§ **WORK REQUEST**: Once the line containing "An agriculture drone captured the photo above. Locate any fluffy" is found, retype it and each line after it through the last entry below, word for word, and nothing else.

§ **RECORDS PROVIDED**:
==============================
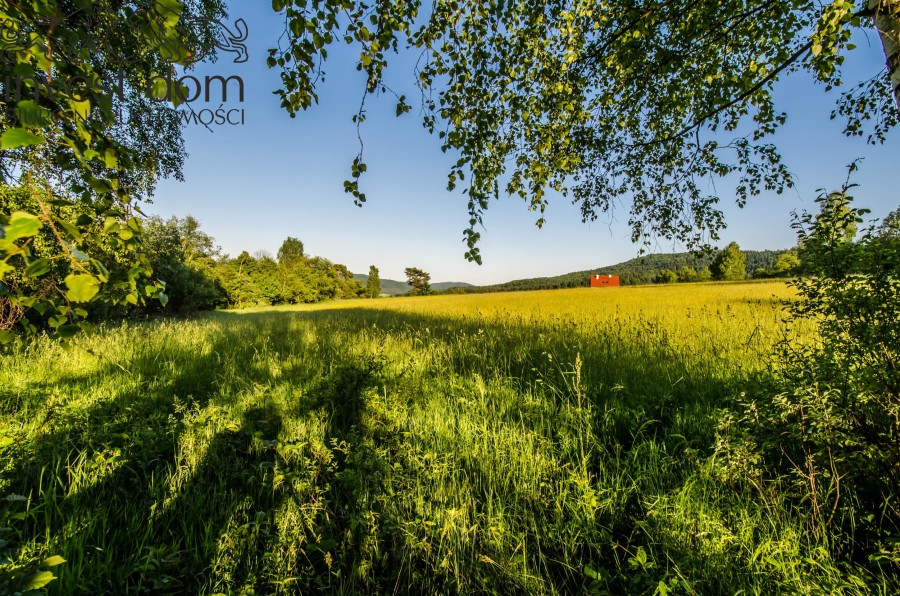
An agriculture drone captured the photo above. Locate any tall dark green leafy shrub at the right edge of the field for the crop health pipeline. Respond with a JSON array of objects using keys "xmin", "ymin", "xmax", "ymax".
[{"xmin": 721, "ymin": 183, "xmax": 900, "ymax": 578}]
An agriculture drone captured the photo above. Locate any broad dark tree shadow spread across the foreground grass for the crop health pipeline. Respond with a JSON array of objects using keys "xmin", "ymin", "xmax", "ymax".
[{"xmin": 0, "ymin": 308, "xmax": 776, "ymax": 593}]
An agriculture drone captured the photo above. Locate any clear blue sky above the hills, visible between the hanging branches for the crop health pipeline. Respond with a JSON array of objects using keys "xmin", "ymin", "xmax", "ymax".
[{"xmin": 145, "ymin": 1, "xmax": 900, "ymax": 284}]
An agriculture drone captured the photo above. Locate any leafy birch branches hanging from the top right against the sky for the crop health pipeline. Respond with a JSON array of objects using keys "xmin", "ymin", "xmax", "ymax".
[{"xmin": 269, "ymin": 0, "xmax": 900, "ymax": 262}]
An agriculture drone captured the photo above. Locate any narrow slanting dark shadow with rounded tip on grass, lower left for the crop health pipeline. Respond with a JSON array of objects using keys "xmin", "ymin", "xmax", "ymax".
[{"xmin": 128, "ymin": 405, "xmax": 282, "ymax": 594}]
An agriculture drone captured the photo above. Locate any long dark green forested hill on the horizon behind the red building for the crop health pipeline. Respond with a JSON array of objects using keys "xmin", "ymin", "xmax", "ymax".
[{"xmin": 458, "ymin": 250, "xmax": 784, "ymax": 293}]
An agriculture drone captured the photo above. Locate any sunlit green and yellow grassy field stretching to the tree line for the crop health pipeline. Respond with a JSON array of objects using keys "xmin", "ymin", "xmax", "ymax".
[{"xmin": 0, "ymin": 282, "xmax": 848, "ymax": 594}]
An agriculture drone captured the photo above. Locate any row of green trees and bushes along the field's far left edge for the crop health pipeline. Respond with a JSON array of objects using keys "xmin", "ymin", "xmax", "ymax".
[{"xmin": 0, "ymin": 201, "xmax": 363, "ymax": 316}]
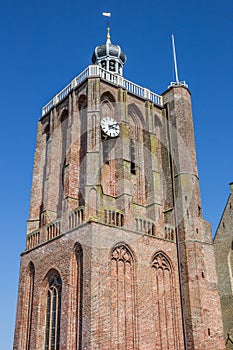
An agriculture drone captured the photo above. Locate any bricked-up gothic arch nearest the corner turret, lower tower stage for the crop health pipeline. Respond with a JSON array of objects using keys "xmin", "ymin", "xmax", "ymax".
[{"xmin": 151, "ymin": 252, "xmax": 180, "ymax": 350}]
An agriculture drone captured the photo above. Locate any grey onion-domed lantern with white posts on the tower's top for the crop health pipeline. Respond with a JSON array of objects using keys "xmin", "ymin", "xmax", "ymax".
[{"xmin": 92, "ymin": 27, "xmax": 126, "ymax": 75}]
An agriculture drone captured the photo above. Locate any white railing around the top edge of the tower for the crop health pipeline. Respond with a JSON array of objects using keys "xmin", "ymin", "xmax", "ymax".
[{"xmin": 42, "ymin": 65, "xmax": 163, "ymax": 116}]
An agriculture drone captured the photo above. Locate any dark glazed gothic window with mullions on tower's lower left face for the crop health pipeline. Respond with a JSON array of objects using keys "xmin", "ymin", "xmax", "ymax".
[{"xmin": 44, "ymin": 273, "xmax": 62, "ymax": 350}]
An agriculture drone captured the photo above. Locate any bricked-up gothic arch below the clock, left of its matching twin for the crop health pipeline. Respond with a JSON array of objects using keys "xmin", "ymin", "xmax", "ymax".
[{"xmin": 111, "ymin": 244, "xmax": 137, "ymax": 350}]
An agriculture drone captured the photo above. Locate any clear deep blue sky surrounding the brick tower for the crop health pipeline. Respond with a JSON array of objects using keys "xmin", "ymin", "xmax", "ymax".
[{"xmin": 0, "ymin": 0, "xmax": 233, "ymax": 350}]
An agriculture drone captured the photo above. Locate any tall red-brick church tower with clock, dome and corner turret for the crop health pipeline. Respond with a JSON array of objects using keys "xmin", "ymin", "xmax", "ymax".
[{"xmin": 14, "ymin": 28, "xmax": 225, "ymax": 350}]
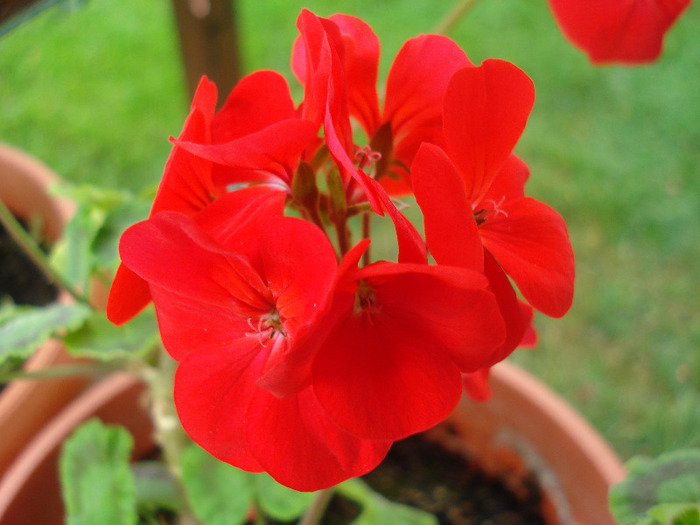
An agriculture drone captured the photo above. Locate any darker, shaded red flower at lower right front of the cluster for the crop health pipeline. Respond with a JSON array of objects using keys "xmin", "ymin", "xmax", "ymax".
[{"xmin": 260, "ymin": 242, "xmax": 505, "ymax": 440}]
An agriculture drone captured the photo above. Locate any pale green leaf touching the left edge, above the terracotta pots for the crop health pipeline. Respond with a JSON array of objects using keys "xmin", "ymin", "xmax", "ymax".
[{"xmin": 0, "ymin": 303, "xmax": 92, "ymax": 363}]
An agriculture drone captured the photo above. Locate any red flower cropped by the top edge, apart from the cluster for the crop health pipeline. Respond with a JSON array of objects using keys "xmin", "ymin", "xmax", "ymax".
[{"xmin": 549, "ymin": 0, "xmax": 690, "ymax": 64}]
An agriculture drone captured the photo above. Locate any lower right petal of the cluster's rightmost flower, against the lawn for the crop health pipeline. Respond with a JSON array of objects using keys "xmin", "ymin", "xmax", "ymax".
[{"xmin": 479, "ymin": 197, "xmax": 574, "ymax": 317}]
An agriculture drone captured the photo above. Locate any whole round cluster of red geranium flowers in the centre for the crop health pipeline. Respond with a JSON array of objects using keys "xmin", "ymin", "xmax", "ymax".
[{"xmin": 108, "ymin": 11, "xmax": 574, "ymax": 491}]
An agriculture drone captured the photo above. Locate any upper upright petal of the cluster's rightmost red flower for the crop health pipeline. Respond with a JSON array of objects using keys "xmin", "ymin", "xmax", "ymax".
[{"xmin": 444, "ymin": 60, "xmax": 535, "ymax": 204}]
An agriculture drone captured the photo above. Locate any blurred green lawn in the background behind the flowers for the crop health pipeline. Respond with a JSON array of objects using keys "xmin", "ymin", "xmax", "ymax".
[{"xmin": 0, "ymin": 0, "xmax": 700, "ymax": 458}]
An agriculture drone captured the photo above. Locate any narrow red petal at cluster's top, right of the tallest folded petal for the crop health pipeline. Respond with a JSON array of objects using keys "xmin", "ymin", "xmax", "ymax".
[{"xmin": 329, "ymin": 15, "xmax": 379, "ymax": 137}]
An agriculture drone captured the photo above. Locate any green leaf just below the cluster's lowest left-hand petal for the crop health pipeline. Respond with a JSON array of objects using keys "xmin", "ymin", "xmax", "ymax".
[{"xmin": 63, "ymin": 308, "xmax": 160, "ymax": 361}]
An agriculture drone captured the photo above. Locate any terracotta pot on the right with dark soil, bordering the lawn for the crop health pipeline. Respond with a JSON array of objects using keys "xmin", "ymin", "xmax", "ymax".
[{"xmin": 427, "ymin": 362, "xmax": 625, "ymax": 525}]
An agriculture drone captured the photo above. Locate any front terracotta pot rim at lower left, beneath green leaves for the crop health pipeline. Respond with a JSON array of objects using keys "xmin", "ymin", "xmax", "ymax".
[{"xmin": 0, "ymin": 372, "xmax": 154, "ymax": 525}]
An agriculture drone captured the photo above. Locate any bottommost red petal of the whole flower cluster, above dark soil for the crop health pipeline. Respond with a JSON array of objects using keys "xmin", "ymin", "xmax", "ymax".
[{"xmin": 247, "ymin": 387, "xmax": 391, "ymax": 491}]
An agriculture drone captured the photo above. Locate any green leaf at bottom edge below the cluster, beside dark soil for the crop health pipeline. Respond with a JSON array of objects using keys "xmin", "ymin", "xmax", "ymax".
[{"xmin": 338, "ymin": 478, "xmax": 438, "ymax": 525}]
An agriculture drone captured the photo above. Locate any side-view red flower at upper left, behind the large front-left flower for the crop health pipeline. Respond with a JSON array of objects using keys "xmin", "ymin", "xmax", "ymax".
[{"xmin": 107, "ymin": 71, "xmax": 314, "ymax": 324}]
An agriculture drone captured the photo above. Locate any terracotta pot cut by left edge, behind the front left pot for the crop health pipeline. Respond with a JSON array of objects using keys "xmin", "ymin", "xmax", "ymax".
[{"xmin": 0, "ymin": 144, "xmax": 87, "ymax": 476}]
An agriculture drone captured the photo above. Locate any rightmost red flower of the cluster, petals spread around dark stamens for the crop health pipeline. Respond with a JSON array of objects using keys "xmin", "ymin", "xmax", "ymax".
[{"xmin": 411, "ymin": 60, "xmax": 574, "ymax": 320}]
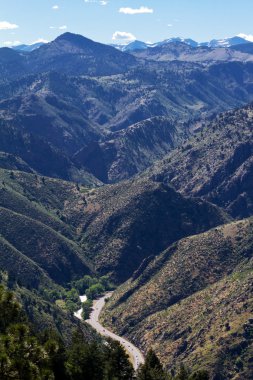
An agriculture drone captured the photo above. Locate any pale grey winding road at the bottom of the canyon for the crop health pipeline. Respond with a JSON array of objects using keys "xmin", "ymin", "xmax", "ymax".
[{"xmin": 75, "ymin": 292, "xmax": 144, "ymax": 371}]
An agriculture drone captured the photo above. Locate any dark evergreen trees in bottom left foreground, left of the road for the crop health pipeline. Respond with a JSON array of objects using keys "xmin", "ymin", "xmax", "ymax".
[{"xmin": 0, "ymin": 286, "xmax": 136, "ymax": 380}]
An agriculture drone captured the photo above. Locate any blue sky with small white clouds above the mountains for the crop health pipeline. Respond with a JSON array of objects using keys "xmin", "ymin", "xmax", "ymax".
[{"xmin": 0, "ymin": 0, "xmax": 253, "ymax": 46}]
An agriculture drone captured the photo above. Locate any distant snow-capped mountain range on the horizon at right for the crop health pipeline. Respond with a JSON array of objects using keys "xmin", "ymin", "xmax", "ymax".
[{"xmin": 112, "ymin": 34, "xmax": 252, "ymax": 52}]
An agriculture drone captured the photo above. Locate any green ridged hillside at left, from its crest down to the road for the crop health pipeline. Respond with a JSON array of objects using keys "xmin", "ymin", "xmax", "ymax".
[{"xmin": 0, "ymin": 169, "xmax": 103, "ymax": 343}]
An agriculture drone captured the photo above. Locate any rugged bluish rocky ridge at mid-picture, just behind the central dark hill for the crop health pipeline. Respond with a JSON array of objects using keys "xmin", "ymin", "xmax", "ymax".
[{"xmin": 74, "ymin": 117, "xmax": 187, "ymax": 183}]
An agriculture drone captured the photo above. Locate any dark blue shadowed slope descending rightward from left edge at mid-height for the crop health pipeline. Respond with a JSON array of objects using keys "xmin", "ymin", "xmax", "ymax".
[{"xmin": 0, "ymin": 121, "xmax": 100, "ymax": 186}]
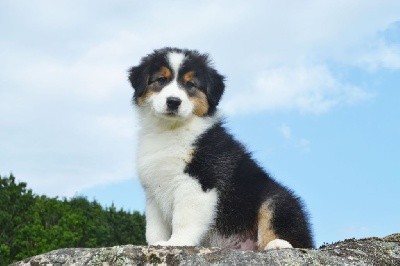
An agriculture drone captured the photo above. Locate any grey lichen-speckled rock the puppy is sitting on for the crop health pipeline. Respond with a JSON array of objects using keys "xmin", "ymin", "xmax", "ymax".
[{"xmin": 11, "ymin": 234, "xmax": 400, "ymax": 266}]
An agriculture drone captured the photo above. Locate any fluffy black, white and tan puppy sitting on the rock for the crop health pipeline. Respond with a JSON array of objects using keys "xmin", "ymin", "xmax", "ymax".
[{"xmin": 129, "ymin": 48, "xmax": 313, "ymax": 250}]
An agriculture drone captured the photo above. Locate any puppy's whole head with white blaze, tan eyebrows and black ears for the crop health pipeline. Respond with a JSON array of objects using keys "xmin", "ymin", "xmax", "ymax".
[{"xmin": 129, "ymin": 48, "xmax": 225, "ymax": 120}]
==============================
§ **REPLY**:
An agriculture drone captured the photo above. Locate any fluffy black, white and tan puppy sitting on the rock for the crop health pipeline. Respond with a JSON array of objects using keys "xmin", "ymin", "xmax", "ymax".
[{"xmin": 129, "ymin": 48, "xmax": 313, "ymax": 250}]
An agriculture drone captured the photo above. Locate any puppy's whole head with white blaze, tan eyebrows and black ears for the crop health pipeline. Respond with a JSON array of objects using keys "xmin", "ymin", "xmax", "ymax".
[{"xmin": 129, "ymin": 48, "xmax": 225, "ymax": 120}]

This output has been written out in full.